» DESCRIPTION OF THE TASK: Reproduce the thread on assigning taxonomy to NCLDV sequences word for word, from start to finish.

» EXTRACT:
------------------------------------------------

Closed fujch7 closed 2 years ago
No taxonomy is provided with viralrecall, because it is based primarily on HMMs. If you wanted to assign taxonomy to the NCLDV regions afterwards you could take the proteins predicted in the viral regions and search them against the proteins in the GVDB (https://faylward.github.io/GVDB/).
Hi, thank you for this tool. I also stuck at this step.
How can I do this? Do you also have a script to assign taxonomy to NCDLV?
Just to make sure we are talking about the same thing, to assign taxonomy confidently it is necessary to bin contigs and get draft genomes. Assigning taxonomy to contigs individually is very difficult- some are very short and lack marker genes, for example. There are many ways to do binning- simple tools like MetaBat2 actually do a fairly good job, but there are other alternatives (see https://merenlab.org/2022/01/03/giant-viruses/).
If you already have bins/genomes, then I would recommend making a phylogeny using ncldv_markersearch with your genomes together with references (https://github.com/faylward/ncldv_markersearch). The default options of this tool use 7 marker genes to make the concatenated alignment, and you can then use IQ-TREE to make the final tree.
Hi, Thanks for your amazing tool! I have successfully run this tool. But how could I get the taxonomy of NCLDV seqs? It's not found around the result files. Look forward to your favourable reply.

------------------------------------------------

» PROVIDED RECORDS:
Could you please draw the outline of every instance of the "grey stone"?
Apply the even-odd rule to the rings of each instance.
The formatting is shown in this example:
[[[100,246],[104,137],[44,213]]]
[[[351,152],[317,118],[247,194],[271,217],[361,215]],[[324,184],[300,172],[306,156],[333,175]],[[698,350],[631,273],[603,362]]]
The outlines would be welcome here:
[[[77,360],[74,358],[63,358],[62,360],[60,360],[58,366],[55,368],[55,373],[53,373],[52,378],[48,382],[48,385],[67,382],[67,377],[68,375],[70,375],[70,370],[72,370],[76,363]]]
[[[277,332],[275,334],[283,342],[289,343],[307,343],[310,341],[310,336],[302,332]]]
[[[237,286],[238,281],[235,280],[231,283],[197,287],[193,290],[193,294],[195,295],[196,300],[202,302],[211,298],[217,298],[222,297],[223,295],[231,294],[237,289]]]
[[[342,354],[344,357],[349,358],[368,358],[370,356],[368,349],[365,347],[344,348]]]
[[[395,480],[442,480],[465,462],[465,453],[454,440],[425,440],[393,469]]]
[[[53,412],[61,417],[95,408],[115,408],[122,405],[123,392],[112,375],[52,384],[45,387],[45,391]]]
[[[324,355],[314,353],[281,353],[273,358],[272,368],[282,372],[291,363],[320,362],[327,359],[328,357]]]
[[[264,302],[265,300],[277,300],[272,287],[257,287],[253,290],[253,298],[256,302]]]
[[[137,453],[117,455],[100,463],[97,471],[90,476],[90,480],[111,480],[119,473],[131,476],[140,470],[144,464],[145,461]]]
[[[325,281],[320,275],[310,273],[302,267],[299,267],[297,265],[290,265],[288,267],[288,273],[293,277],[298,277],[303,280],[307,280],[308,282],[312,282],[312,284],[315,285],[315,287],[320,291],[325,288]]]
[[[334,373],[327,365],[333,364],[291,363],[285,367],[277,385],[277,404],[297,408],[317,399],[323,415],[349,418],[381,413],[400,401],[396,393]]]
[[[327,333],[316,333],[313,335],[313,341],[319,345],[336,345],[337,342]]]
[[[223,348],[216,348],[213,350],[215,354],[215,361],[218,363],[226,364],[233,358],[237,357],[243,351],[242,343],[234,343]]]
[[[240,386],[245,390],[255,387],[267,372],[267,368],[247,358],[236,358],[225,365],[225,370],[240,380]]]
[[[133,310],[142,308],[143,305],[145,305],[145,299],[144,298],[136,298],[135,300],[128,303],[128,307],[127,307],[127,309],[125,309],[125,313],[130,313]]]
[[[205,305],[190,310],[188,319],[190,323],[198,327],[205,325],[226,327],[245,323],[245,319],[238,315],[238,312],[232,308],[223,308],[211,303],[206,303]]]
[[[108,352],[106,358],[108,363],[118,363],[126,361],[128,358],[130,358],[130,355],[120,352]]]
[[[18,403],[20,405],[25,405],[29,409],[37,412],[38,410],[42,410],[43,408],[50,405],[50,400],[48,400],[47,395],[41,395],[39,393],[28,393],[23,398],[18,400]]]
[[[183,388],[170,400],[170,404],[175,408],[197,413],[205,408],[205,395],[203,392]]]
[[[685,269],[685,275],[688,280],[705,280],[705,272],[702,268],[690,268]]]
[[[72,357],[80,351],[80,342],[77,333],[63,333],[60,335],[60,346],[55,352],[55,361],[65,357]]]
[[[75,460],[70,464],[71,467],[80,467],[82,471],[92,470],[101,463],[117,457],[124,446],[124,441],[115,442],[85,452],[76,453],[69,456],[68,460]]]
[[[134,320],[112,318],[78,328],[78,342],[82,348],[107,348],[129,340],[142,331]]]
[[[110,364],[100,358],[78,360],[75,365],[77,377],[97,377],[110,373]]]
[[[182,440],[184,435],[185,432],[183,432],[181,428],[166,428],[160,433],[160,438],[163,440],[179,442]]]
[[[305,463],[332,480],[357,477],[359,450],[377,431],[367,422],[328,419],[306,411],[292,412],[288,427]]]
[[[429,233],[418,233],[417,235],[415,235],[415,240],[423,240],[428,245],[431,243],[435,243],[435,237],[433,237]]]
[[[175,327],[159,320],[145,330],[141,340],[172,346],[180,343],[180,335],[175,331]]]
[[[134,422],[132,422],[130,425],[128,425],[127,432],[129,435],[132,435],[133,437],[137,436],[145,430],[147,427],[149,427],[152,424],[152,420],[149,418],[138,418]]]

------------------------------------------------

» WRITTEN RESPONSE:
Closed fujch7 closed 2 years ago
No taxonomy is provided with viralrecall, because it is based primarily on HMMs. If you wanted to assign taxonomy to the NCLDV regions afterwards you could take the proteins predicted in the viral regions and search them against the proteins in the GVDB (https://faylward.github.io/GVDB/).
Hi, thank you for this tool. I also stuck at this step.
How can I do this? Do you also have a script to assign taxonomy to NCDLV?
Just to make sure we are talking about the same thing, to assign taxonomy confidently it is necessary to bin contigs and get draft genomes. Assigning taxonomy to contigs individually is very difficult- some are very short and lack marker genes, for example. There are many ways to do binning- simple tools like MetaBat2 actually do a fairly good job, but there are other alternatives (see https://merenlab.org/2022/01/03/giant-viruses/).
If you already have bins/genomes, then I would recommend making a phylogeny using ncldv_markersearch with your genomes together with references (https://github.com/faylward/ncldv_markersearch). The default options of this tool use 7 marker genes to make the concatenated alignment, and you can then use IQ-TREE to make the final tree.
Hi, Thanks for your amazing tool! I have successfully run this tool. But how could I get the taxonomy of NCLDV seqs? It's not found around the result files. Look forward to your favourable reply.